INFORMATION SUPPLIED:
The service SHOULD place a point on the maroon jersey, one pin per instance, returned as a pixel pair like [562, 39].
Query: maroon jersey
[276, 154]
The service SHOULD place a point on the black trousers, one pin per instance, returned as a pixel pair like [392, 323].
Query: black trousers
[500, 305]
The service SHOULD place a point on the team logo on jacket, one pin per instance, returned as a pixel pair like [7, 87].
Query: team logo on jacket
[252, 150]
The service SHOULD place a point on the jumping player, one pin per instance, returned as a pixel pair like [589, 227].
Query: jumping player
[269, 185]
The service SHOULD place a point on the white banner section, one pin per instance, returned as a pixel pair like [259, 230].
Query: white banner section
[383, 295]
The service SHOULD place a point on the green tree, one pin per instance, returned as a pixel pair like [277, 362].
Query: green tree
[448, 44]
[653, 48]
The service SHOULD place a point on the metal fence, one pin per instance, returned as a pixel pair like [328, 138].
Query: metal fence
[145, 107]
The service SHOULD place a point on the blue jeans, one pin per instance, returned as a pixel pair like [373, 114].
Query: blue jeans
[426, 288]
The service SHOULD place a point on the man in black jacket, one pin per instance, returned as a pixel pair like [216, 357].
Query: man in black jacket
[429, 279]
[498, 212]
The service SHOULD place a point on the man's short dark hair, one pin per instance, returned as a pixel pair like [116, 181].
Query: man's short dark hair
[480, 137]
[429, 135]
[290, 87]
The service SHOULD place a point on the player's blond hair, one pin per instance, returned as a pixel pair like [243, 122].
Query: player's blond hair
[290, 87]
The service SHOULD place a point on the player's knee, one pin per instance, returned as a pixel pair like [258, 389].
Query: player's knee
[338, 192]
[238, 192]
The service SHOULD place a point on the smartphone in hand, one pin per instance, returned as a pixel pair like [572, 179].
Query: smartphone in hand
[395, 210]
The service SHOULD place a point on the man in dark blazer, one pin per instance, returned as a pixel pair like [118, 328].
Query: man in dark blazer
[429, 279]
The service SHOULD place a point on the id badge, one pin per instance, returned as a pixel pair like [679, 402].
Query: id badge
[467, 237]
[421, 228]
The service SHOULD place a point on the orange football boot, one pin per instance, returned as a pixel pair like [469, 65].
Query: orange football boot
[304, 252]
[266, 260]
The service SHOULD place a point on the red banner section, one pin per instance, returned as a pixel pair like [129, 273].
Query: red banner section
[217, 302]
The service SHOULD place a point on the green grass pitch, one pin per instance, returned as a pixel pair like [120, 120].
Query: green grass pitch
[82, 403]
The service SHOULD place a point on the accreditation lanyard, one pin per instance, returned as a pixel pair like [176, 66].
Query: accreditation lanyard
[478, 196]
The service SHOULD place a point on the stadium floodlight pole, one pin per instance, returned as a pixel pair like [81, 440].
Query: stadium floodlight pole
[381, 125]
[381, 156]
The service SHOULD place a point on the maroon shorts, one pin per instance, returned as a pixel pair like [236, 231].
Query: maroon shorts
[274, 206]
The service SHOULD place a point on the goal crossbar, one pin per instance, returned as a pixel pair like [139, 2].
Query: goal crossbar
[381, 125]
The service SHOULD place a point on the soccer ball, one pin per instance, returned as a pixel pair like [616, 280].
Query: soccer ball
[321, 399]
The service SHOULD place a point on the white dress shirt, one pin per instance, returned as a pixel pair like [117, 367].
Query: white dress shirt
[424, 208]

EXERCISE:
All the data above should be restated in full, exactly.

RESULT FOR THIS TASK:
The service SHOULD place a point on the maroon jersey, one pin per instance, returned as a pixel pair like [562, 39].
Query: maroon jersey
[276, 154]
The service SHOULD place a point on the black trousers, one pin per instance, returned as a pixel pair like [392, 323].
Query: black trousers
[500, 305]
The service SHOULD place a point on the team logo on jacket, one pin per instance, returned as a pixel pair like [7, 87].
Query: team logo on jacket
[252, 150]
The service SHOULD place a point on the jumping player, one pin per instance, returned as a pixel pair like [589, 227].
Query: jumping player
[269, 185]
The service SHOULD place a point on the white banner section, one pin per instance, returned as a pixel pair like [259, 230].
Query: white banner section
[383, 295]
The service SHOULD place a point on the green tree, one pin per instance, returned as a pixel pair like [277, 362].
Query: green tree
[448, 44]
[653, 48]
The service SHOULD place a point on the metal fence, one pin per instance, returned as a pixel pair like [328, 138].
Query: metal fence
[145, 107]
The service SHOULD place a point on the blue jeans, one pin per instance, returned as a pixel pair like [373, 114].
Query: blue jeans
[426, 288]
The service SHOULD place a point on the man in black jacket, one pin per instance, returned as a pixel pair like [216, 357].
Query: man in black jacket
[429, 279]
[498, 212]
The service SHOULD place a point on the man's short dark hair, one pin per instance, returned as a pixel pair like [116, 181].
Query: man's short dark hair
[480, 137]
[429, 135]
[290, 87]
The service SHOULD place a point on the player's blond hair, one pin per instance, returned as a pixel pair like [243, 122].
Query: player's blond hair
[290, 87]
The service SHOULD place a point on the player's knee, one pin per instance, returned as a pixel pair like [258, 389].
Query: player's knee
[338, 192]
[238, 192]
The service SHOULD place a point on the smartphone in hand, one pin per instance, returned as a pixel pair like [572, 179].
Query: smartphone in hand
[395, 210]
The service SHOULD place a point on the man in dark blazer, one pin per instance, returned as a pixel pair like [118, 328].
Query: man in dark blazer
[429, 279]
The service SHOULD place a point on the id badge, one pin per instance, returned as a pixel pair like [679, 402].
Query: id badge
[467, 237]
[421, 228]
The service SHOULD place a point on the orange football boot, one pin per instance, returned as a pixel pair like [469, 65].
Query: orange football boot
[304, 252]
[266, 260]
The service SHOULD place a point on the red banner section, one pin per instance, returned as a pixel pair like [129, 273].
Query: red banner section
[217, 302]
The service SHOULD place a point on the green grass pitch, one pin per instance, returned as a pixel pair like [120, 120].
Query: green grass pitch
[82, 403]
The service SHOULD place a point on the accreditation lanyard, one pin per instance, returned as a pixel pair like [176, 66].
Query: accreditation lanyard
[478, 196]
The service SHOULD place a point on the stadium floodlight pole, one pin per instance, returned as a pixel pair like [81, 440].
Query: stadium floodlight pole
[381, 125]
[381, 156]
The service SHOULD place a point on the maroon shorts, one pin per instance, returned as a pixel pair like [236, 231].
Query: maroon shorts
[274, 206]
The service SHOULD place a point on the goal crossbar, one pin per instance, returned as a pixel pair like [139, 2].
Query: goal crossbar
[381, 125]
The service SHOULD place a point on the soccer ball, one pin per instance, returned as a pixel pair like [616, 280].
Query: soccer ball
[321, 399]
The service SHOULD place a point on the white dress shirt, one pin per instance, returned as a pixel pair like [117, 367].
Query: white dress shirt
[424, 208]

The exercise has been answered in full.